*Exercise task*
Count the lines in the records below that contain the string "yellow", and give only that number.

[Records of pointing to named objects]
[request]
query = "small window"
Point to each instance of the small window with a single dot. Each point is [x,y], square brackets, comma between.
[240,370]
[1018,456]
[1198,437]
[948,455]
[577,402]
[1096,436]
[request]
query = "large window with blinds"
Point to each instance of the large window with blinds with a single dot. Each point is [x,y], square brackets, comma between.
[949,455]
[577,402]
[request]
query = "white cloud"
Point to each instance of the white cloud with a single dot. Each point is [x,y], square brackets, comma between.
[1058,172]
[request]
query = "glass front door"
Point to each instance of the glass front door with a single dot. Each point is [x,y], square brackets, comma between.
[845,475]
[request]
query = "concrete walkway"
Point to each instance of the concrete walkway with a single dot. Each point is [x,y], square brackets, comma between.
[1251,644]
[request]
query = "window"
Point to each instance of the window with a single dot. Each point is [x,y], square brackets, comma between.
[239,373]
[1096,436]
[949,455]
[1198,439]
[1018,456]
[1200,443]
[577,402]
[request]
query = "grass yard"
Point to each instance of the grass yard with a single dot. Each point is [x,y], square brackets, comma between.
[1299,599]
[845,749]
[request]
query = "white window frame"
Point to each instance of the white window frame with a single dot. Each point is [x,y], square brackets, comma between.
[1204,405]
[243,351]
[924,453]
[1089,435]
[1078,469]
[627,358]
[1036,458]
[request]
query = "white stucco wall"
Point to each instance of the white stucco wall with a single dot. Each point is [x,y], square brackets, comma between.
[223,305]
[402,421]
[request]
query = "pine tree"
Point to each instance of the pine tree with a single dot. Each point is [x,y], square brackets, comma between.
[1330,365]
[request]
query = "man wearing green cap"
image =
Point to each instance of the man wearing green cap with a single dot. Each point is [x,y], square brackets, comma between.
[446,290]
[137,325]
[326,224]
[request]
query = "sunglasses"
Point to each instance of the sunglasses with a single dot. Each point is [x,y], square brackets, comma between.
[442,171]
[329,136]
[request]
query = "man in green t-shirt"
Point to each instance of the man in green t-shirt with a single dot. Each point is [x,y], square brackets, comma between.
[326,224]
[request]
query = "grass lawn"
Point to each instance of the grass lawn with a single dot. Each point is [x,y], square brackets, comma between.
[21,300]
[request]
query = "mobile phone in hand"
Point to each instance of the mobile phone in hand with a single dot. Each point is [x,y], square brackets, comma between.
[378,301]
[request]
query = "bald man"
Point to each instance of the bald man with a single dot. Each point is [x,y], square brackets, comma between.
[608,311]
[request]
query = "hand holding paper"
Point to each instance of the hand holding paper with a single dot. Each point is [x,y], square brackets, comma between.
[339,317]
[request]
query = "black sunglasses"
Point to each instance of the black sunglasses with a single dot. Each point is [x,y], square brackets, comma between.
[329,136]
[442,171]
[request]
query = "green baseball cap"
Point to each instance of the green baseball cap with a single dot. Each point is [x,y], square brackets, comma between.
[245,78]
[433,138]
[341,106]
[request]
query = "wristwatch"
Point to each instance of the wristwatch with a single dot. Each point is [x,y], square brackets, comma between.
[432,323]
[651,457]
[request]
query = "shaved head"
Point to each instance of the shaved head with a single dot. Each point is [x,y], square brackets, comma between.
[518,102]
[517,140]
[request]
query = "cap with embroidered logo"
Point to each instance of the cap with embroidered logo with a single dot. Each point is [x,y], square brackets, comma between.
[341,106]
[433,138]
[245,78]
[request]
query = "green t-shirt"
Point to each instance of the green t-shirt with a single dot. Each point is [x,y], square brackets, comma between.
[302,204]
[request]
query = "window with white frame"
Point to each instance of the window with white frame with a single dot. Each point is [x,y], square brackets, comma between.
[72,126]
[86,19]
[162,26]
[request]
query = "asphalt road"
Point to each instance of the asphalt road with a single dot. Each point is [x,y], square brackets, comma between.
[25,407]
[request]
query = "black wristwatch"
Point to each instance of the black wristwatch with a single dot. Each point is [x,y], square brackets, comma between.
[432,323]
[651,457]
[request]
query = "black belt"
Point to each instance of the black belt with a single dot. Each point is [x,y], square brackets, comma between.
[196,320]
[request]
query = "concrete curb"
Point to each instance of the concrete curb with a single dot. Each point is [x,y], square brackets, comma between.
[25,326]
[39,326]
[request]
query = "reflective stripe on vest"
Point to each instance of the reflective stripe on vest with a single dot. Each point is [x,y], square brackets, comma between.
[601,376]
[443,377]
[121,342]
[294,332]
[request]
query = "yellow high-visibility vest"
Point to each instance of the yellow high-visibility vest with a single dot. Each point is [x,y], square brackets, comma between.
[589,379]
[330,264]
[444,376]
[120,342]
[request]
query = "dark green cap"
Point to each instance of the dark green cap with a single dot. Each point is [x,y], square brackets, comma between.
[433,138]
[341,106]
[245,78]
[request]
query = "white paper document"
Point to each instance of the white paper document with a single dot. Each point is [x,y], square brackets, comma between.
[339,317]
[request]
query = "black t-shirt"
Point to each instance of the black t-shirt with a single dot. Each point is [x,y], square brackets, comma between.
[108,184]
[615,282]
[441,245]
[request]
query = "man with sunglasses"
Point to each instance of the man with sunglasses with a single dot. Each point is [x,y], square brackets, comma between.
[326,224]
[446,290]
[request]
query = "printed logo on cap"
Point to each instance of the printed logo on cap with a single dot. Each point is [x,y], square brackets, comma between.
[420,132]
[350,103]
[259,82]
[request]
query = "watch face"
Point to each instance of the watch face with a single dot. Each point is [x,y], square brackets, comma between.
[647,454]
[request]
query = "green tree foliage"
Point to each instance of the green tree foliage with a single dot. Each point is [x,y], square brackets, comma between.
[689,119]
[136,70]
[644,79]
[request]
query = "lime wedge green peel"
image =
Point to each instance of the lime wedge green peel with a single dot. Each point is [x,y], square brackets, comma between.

*Output of the exercise*
2